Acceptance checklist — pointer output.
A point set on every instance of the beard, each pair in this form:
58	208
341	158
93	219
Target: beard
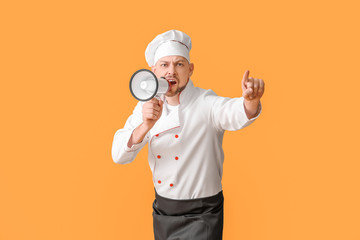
177	91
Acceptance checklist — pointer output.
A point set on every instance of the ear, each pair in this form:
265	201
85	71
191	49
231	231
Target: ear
191	67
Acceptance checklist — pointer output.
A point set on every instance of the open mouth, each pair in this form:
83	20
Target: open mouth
172	82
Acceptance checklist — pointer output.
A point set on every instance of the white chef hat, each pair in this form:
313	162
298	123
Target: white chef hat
169	43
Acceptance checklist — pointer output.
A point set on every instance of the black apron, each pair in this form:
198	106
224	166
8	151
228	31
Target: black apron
190	219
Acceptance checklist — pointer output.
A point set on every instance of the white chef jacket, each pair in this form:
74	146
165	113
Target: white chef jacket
185	147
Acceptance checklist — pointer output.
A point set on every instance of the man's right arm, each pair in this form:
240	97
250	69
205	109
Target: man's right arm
129	140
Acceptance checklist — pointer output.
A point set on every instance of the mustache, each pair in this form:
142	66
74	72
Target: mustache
171	77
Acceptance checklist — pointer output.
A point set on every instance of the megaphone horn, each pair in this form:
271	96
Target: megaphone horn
144	85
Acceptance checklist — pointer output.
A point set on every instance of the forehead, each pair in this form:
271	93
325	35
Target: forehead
172	59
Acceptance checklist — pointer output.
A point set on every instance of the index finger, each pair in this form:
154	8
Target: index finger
245	78
154	100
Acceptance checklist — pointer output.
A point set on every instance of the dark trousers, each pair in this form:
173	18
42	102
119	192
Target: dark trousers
193	219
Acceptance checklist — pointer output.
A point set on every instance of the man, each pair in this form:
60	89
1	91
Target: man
184	130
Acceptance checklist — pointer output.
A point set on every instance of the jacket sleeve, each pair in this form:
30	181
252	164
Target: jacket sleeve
120	152
229	113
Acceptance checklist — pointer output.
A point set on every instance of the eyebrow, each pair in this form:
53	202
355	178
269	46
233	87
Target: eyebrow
180	60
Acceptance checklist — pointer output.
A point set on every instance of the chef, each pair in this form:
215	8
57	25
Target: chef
184	130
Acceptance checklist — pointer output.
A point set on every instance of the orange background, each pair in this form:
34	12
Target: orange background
65	68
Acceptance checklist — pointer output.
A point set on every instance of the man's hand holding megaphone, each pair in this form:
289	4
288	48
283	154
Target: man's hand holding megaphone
151	112
253	89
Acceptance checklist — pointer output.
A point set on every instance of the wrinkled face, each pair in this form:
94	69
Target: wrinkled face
177	70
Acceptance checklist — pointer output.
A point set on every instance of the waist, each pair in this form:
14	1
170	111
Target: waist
175	207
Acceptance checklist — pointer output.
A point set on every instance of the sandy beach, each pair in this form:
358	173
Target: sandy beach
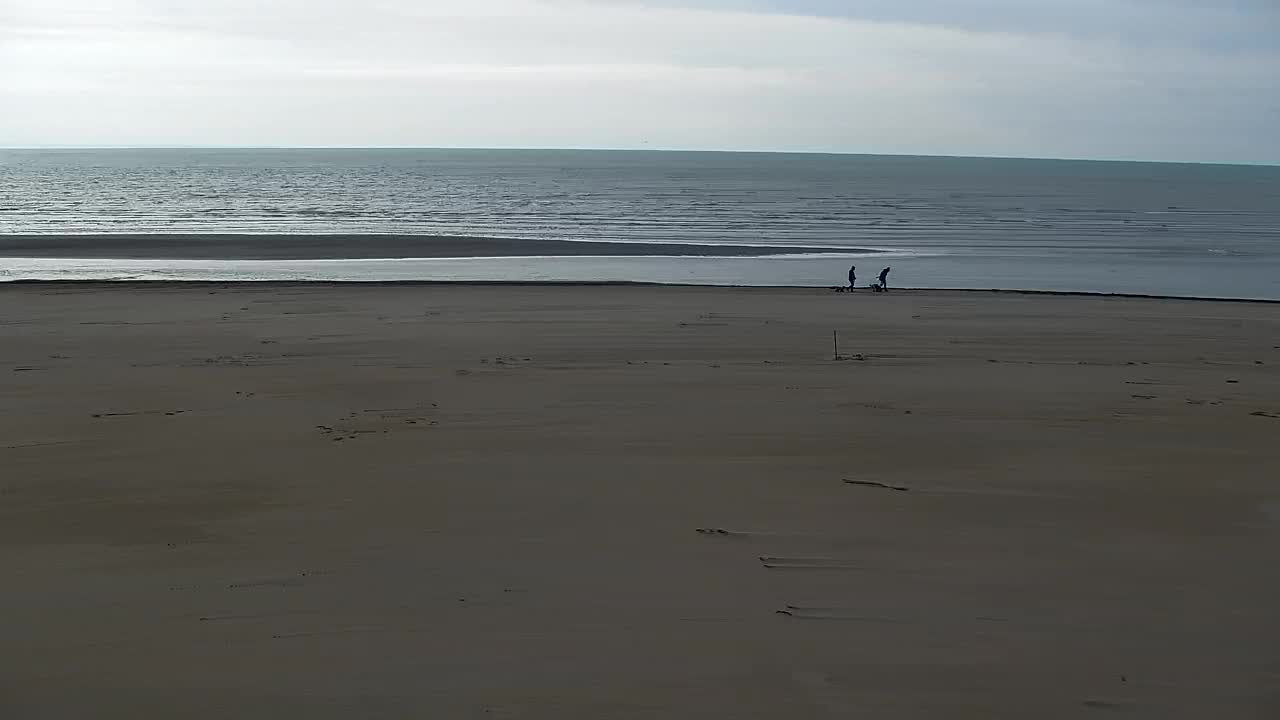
548	502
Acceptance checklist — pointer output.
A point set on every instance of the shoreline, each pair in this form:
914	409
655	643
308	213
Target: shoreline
364	246
932	291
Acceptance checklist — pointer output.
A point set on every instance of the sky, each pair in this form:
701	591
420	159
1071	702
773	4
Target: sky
1147	80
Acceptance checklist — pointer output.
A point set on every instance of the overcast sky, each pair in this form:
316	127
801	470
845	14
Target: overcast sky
1159	80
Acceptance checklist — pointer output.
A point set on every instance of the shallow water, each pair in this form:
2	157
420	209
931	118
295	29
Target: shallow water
1037	224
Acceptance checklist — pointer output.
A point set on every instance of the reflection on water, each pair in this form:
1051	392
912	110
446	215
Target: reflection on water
1214	276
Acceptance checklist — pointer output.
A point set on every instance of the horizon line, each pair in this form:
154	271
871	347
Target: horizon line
672	150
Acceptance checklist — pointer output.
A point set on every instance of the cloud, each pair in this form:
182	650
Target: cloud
753	74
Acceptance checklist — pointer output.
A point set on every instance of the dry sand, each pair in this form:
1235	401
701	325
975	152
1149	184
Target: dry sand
289	501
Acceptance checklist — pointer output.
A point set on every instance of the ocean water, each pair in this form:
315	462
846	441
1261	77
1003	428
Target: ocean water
940	222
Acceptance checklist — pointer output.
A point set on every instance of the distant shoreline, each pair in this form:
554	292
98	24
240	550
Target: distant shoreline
364	246
100	285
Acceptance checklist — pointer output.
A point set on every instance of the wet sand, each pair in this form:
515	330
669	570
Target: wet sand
547	502
360	246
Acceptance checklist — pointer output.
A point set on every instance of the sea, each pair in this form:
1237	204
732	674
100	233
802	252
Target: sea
1184	229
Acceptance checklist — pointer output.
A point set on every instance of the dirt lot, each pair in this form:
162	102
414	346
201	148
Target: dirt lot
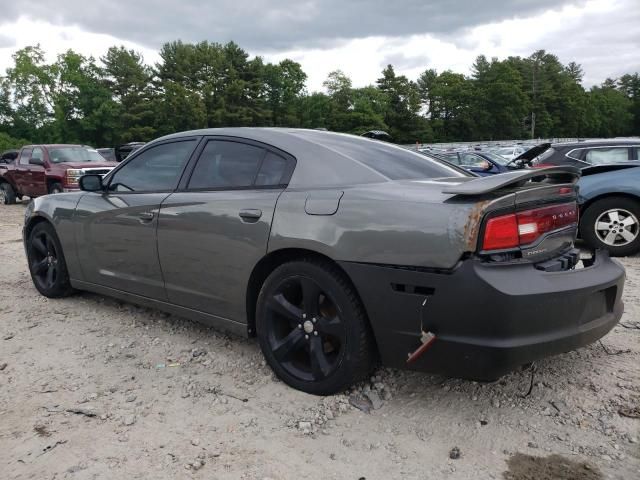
94	388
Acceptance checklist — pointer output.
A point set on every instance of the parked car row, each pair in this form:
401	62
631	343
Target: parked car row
39	170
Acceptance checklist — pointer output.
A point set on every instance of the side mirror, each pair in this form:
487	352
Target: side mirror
91	183
485	165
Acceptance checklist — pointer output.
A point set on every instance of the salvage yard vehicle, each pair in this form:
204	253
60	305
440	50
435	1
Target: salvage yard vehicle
336	251
588	153
609	198
43	169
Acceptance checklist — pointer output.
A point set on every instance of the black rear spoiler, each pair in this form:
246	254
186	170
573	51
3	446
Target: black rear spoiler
482	185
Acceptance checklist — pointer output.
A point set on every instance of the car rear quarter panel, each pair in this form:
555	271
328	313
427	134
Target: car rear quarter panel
397	223
625	182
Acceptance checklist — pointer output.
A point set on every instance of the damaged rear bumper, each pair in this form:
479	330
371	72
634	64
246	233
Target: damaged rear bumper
487	319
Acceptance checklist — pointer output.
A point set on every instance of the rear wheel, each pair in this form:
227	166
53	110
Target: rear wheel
312	328
614	224
7	194
46	262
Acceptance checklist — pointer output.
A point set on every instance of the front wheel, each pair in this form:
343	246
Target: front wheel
46	262
313	329
614	224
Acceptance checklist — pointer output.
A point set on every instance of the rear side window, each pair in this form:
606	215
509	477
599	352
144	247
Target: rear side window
156	169
37	154
472	160
273	170
25	156
395	163
226	165
601	156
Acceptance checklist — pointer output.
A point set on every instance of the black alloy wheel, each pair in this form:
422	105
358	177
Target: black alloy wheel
46	262
312	328
306	333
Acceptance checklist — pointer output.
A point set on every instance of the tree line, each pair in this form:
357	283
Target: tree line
118	98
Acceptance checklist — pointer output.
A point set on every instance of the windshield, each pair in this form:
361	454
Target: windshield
74	155
542	157
499	159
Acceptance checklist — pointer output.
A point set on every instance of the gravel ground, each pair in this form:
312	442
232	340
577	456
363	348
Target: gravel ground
94	388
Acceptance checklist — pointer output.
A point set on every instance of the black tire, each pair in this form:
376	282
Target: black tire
8	194
321	356
55	188
612	223
47	264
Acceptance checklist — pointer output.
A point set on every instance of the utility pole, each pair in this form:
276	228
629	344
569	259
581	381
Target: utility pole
533	106
533	125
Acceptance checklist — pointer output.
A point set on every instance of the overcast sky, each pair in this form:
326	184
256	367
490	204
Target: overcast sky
357	36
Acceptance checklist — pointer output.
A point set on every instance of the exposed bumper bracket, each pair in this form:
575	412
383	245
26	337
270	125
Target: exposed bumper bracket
427	339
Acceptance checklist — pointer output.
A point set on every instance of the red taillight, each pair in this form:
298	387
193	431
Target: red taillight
522	228
501	232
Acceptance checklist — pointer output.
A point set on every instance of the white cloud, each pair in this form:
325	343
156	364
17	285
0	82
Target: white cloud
55	39
602	35
587	34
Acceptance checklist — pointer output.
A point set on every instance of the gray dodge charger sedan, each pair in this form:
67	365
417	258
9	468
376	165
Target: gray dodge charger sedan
336	251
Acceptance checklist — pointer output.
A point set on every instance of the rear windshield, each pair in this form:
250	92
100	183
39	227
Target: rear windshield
543	156
395	163
74	155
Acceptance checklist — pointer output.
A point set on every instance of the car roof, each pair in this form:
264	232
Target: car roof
598	143
54	145
323	158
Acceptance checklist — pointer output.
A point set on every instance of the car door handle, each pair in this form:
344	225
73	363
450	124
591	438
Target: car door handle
250	214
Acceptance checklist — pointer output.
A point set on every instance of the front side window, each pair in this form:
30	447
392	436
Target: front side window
227	164
600	156
75	154
156	169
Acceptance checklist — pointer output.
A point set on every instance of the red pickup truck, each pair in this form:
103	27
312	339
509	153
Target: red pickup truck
44	169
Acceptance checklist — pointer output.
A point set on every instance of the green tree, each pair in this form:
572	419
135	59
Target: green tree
130	83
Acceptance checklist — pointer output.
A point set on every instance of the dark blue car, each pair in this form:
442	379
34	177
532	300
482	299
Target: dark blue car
609	198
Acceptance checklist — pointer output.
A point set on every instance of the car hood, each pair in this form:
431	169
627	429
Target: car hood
532	153
87	164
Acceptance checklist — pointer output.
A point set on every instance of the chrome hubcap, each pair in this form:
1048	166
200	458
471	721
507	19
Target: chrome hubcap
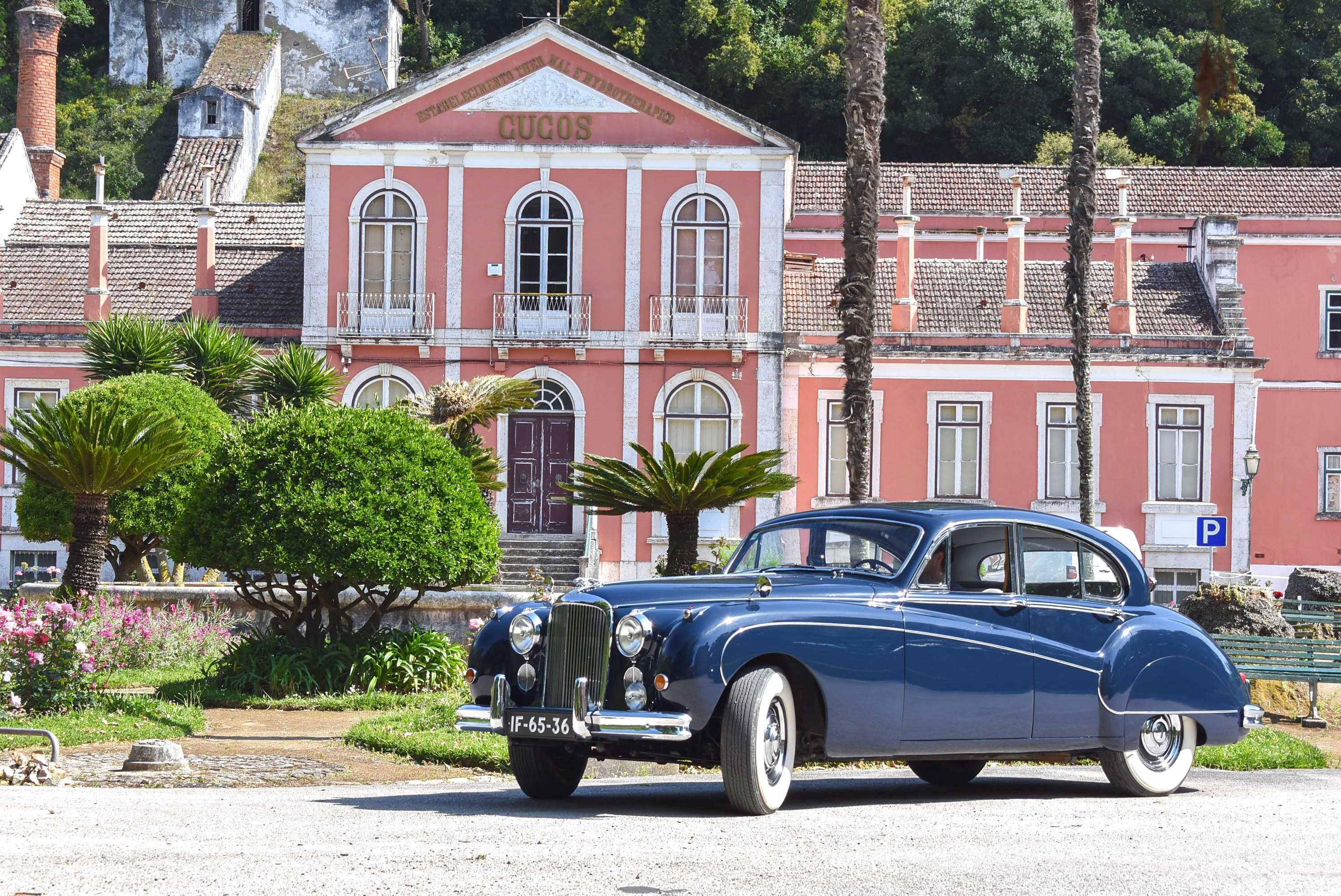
775	742
1162	742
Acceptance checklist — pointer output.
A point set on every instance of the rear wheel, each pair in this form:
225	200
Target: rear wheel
1160	761
947	773
758	741
546	772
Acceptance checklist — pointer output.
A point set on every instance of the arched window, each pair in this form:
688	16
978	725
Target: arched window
698	419
545	246
381	392
701	247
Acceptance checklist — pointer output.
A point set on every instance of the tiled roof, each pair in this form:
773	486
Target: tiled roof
238	61
1183	192
152	262
966	297
182	176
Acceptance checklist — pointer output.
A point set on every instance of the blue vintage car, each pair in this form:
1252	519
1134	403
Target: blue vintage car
==============================
**What you have to do:** Copy out each line of the entries that holds "vintage".

**Result of the task:**
A point set on every instance of the blue vintage car, each pair in this form:
Target: blue vintage car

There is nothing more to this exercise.